- [Task goal]:
Reproduce all records exactly.

- [Data records]:

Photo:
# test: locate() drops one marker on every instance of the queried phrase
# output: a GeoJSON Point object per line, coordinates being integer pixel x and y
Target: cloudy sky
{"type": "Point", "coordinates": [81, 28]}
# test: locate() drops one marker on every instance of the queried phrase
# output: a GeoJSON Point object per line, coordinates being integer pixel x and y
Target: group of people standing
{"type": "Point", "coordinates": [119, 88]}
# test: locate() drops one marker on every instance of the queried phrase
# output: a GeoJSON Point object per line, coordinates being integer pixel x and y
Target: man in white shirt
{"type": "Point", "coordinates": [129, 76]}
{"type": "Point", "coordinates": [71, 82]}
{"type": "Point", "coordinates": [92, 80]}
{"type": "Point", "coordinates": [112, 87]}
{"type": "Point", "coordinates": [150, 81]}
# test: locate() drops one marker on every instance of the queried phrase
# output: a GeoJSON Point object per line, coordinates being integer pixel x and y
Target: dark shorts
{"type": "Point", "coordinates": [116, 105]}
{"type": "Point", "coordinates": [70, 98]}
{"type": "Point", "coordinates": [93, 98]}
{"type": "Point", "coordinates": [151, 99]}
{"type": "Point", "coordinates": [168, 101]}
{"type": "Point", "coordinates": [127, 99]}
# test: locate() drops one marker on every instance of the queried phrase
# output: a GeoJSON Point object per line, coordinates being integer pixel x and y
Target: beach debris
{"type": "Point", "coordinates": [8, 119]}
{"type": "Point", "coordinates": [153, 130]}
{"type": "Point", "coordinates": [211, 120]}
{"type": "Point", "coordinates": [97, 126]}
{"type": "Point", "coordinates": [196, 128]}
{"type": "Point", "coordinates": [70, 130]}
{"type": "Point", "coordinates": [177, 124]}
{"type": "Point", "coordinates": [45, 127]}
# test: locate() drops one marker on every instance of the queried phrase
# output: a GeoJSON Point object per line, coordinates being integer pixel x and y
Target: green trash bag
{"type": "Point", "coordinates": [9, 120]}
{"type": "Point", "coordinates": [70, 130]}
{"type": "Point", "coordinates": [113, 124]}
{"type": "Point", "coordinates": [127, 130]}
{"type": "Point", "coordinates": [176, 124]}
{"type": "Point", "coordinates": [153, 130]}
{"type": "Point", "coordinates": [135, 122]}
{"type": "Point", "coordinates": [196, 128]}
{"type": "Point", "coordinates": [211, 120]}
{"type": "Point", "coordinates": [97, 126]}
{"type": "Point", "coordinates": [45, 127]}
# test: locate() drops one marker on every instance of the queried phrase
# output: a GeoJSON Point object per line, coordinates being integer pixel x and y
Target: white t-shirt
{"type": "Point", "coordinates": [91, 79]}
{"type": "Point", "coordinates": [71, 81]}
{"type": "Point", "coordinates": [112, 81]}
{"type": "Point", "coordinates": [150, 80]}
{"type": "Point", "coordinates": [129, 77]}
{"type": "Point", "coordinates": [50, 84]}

- [Final result]:
Photo:
# test: locate() drops one marker on every instance of the queried phrase
# output: a GeoJSON Point object per line, coordinates being integer pixel x and y
Target: cloudy sky
{"type": "Point", "coordinates": [81, 28]}
# test: locate() drops one marker on every instance of the queried phrase
# output: a GeoJSON Point object per line, coordinates being integer pixel x and y
Target: group of people standing
{"type": "Point", "coordinates": [119, 88]}
# test: locate() drops one marker on every instance of the queried phrase
# output: a GeoJSON Point object per line, coordinates being integer pixel x and y
Target: man in white shirt
{"type": "Point", "coordinates": [129, 76]}
{"type": "Point", "coordinates": [71, 82]}
{"type": "Point", "coordinates": [92, 80]}
{"type": "Point", "coordinates": [112, 87]}
{"type": "Point", "coordinates": [150, 81]}
# test: locate() drops one marker on every instance of the queried phrase
# output: a GeoJSON Point object per line, coordinates being integer pixel x and y
Target: dark shorts
{"type": "Point", "coordinates": [116, 105]}
{"type": "Point", "coordinates": [70, 98]}
{"type": "Point", "coordinates": [93, 98]}
{"type": "Point", "coordinates": [151, 99]}
{"type": "Point", "coordinates": [168, 101]}
{"type": "Point", "coordinates": [127, 99]}
# test: locate() drops one marker on every instance of the queried phrase
# output: a GeoJSON Point object per line, coordinates being integer pixel x and y
Target: beach debris
{"type": "Point", "coordinates": [8, 119]}
{"type": "Point", "coordinates": [153, 130]}
{"type": "Point", "coordinates": [211, 120]}
{"type": "Point", "coordinates": [97, 126]}
{"type": "Point", "coordinates": [196, 128]}
{"type": "Point", "coordinates": [70, 130]}
{"type": "Point", "coordinates": [177, 124]}
{"type": "Point", "coordinates": [45, 127]}
# test: locate() drops one marker on every instance of the queried phrase
# output: a GeoJSON Point object per line, coordinates being integer pixel x and y
Target: green trash bag
{"type": "Point", "coordinates": [9, 120]}
{"type": "Point", "coordinates": [70, 130]}
{"type": "Point", "coordinates": [113, 124]}
{"type": "Point", "coordinates": [127, 130]}
{"type": "Point", "coordinates": [176, 124]}
{"type": "Point", "coordinates": [153, 130]}
{"type": "Point", "coordinates": [135, 122]}
{"type": "Point", "coordinates": [196, 128]}
{"type": "Point", "coordinates": [211, 120]}
{"type": "Point", "coordinates": [97, 126]}
{"type": "Point", "coordinates": [45, 127]}
# test: locate() drops one marker on every instance of the queried phrase
# output: a GeoJSON Point object per line, coordinates being integer pixel x and y
Target: white t-shirt
{"type": "Point", "coordinates": [91, 79]}
{"type": "Point", "coordinates": [71, 81]}
{"type": "Point", "coordinates": [112, 81]}
{"type": "Point", "coordinates": [150, 80]}
{"type": "Point", "coordinates": [129, 77]}
{"type": "Point", "coordinates": [50, 84]}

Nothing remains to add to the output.